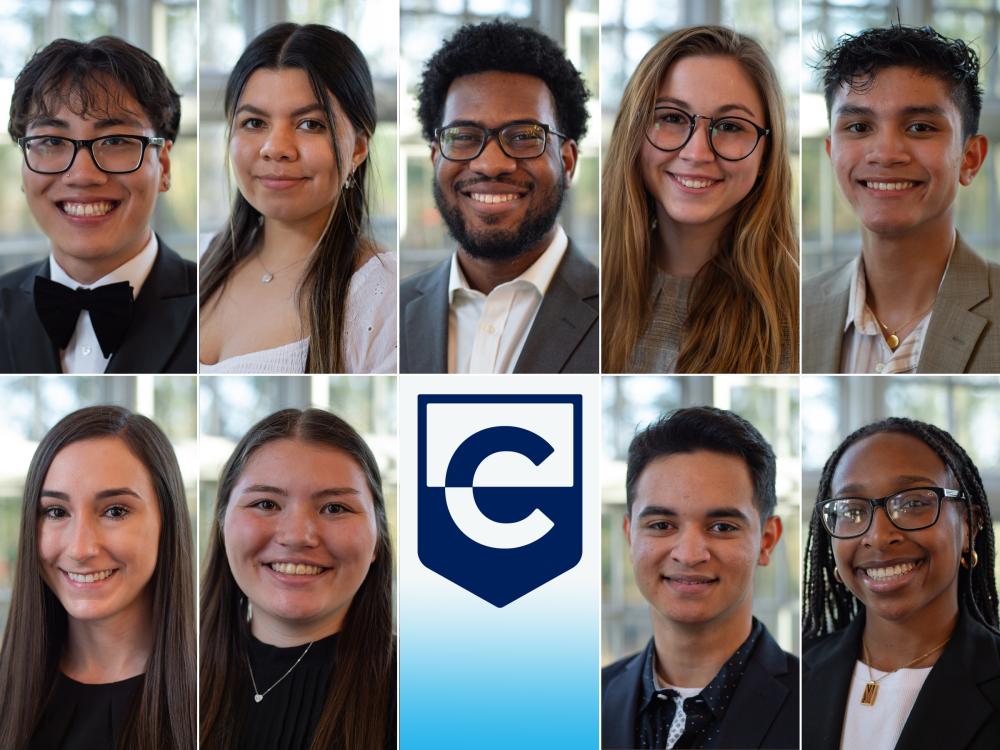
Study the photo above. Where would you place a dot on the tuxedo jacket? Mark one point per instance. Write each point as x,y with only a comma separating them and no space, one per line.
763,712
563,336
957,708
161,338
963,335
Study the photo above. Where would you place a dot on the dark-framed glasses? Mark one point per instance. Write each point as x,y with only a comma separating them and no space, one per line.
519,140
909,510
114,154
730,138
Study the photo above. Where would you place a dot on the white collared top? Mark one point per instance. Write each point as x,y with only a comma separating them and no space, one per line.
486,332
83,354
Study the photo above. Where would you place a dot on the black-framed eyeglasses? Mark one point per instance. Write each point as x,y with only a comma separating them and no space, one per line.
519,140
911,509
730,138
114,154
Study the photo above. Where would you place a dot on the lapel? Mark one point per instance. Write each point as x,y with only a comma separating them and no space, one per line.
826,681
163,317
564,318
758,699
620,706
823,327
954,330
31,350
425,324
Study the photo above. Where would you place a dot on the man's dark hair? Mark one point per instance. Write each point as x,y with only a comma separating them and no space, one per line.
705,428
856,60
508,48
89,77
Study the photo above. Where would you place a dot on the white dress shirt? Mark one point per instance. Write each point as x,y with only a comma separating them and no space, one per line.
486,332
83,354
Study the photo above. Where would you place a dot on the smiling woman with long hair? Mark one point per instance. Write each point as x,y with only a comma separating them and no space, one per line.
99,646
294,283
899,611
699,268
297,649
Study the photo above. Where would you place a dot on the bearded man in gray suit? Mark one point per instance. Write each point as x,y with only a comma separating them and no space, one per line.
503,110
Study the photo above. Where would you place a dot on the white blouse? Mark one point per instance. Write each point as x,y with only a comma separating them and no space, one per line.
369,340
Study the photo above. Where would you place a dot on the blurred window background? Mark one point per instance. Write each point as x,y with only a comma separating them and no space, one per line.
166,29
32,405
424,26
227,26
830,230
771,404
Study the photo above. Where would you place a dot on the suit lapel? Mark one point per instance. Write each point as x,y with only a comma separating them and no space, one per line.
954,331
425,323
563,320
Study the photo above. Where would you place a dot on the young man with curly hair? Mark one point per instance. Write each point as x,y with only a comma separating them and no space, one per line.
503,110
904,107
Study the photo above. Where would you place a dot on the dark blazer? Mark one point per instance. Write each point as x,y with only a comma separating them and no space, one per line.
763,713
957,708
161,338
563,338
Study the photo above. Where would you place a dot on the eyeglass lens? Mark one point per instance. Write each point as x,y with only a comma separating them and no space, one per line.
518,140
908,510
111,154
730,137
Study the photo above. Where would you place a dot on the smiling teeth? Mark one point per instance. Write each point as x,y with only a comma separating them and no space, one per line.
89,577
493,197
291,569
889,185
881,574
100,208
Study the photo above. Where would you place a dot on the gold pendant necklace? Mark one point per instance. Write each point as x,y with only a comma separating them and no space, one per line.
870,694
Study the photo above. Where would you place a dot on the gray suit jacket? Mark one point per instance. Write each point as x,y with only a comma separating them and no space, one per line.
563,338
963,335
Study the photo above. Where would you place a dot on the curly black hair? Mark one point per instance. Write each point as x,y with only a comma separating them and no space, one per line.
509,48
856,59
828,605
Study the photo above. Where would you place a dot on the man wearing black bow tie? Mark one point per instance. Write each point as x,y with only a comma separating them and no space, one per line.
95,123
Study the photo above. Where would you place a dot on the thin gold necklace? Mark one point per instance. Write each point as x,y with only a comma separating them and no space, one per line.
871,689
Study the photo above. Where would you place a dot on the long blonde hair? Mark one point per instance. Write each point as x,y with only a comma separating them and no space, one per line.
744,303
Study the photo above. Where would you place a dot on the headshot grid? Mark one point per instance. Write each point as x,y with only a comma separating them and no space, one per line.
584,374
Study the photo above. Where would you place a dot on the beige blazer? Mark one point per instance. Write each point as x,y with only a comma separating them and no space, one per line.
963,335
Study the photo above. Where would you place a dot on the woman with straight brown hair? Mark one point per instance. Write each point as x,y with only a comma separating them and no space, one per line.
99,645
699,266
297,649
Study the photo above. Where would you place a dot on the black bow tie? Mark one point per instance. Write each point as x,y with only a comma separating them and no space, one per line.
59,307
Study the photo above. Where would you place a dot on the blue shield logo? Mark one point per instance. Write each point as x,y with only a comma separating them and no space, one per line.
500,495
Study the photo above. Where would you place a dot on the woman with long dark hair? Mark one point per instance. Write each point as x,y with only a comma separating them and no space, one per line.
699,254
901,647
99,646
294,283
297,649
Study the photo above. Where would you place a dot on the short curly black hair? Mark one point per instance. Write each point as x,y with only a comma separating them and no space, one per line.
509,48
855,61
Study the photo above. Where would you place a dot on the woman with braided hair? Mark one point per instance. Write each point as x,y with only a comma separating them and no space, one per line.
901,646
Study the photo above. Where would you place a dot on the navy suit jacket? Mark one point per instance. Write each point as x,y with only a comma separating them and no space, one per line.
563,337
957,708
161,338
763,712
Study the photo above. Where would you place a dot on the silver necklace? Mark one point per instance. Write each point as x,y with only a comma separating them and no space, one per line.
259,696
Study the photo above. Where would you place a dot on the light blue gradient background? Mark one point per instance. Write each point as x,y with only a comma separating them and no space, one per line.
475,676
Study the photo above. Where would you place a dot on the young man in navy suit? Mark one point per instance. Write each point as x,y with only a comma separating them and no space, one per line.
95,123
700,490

* * *

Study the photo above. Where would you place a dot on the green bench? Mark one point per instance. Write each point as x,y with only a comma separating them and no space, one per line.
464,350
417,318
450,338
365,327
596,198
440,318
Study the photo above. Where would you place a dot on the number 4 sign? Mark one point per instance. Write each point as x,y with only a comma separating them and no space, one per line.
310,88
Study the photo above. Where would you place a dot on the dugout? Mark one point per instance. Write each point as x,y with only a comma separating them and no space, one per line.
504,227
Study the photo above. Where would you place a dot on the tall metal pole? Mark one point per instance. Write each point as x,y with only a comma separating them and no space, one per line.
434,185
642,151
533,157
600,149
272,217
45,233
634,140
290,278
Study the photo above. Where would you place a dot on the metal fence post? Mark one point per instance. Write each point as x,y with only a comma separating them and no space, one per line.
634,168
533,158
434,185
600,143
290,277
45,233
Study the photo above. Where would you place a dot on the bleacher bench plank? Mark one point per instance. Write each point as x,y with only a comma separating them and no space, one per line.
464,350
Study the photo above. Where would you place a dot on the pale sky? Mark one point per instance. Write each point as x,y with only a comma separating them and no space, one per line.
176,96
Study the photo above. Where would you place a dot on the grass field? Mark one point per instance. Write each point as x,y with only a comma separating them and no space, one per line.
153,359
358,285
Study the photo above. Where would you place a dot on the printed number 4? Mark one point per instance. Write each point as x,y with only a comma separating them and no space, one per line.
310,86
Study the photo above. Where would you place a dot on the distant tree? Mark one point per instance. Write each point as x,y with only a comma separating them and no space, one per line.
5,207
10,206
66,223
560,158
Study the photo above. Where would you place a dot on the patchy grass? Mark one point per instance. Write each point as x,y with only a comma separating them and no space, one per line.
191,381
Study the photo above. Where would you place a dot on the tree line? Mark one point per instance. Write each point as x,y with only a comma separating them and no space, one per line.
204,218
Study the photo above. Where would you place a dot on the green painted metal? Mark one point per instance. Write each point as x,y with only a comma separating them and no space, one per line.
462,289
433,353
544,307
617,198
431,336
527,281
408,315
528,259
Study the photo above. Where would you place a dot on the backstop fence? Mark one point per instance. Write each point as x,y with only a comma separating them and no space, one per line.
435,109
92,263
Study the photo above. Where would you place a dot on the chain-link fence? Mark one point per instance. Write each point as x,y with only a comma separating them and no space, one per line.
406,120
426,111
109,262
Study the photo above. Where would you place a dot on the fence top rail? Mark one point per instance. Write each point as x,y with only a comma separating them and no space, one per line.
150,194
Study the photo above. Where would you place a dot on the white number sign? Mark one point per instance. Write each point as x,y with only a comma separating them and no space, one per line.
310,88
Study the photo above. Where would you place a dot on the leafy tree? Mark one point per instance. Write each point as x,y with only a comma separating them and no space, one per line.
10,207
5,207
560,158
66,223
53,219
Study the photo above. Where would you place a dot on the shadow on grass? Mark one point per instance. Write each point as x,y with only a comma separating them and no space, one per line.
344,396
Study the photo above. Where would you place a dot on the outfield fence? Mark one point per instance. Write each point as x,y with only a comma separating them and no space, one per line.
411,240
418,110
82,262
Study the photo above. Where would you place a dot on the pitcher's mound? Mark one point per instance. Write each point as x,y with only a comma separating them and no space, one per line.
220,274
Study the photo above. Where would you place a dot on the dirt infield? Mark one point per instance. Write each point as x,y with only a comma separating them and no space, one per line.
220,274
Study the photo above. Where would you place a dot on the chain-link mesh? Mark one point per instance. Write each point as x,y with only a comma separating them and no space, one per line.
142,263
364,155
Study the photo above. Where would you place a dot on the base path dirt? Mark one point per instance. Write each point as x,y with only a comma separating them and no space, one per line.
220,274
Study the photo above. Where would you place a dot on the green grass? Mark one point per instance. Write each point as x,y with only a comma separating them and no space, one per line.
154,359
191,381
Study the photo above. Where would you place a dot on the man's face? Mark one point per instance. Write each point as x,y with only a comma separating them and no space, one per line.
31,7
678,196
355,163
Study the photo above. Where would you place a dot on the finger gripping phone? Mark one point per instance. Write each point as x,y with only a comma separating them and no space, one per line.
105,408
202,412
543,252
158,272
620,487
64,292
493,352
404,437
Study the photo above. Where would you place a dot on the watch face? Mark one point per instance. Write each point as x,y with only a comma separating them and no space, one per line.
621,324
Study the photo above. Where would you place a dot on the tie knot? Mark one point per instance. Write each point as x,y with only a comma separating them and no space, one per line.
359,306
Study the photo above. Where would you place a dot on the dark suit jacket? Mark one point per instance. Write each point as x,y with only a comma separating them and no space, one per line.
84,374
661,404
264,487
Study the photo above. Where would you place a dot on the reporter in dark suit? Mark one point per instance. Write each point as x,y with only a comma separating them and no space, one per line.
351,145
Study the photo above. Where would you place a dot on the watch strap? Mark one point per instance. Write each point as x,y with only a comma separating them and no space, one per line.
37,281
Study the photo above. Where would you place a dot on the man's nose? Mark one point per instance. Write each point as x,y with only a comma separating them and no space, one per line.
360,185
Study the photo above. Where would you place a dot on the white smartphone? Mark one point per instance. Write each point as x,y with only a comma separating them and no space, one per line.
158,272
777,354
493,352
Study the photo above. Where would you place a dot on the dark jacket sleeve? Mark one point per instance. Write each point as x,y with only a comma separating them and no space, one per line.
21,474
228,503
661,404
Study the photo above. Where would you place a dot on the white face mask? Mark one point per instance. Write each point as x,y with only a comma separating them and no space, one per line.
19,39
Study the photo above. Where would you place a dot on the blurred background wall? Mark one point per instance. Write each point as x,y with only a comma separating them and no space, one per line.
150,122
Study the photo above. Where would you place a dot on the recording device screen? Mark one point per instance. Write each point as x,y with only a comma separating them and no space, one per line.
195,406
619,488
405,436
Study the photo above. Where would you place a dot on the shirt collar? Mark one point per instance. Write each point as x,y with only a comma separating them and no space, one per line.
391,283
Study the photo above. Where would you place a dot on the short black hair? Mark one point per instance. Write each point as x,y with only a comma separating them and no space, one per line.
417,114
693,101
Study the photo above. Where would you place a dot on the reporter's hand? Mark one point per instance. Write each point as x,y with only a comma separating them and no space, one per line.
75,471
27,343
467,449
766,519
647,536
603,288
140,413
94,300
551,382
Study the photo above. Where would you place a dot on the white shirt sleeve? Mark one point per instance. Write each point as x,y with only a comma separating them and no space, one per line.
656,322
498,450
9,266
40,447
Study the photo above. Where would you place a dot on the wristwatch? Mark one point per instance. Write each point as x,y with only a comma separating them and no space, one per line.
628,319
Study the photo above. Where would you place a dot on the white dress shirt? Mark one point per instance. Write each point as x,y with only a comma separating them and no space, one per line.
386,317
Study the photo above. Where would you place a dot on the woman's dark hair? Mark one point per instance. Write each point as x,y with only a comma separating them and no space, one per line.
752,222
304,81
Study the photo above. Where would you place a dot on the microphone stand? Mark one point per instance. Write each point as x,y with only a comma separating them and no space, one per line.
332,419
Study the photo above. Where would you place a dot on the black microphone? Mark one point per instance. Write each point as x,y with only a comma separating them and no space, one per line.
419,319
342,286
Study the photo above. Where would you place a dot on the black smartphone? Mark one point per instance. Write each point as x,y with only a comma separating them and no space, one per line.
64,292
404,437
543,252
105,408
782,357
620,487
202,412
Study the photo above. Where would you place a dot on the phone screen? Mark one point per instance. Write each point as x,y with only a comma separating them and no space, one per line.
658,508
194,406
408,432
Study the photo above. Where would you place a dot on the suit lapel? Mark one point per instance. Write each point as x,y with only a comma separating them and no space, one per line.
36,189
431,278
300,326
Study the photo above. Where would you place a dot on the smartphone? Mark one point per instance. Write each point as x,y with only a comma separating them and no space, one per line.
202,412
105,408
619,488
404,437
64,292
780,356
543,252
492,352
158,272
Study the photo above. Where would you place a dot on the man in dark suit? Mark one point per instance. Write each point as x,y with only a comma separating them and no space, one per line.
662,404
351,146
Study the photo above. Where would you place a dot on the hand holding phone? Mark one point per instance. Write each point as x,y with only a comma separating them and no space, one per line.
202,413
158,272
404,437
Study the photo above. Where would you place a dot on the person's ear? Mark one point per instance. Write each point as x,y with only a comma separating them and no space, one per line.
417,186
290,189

■ What is required
Gather every line of the material above that contains the string "framed". Uppercase and lowercase must match.

■ Task solution
Study the photo above. Where would you place a dot on the dark-framed glasses? Mark one point per instance. Write each point as x,y with only a comma separating them and no space, one per line.
Study the photo above. Where would you place a dot on the black-framed eyeglasses? Mark one point per instance. Write each point as x,y with only a comma separating them and no space, one per line.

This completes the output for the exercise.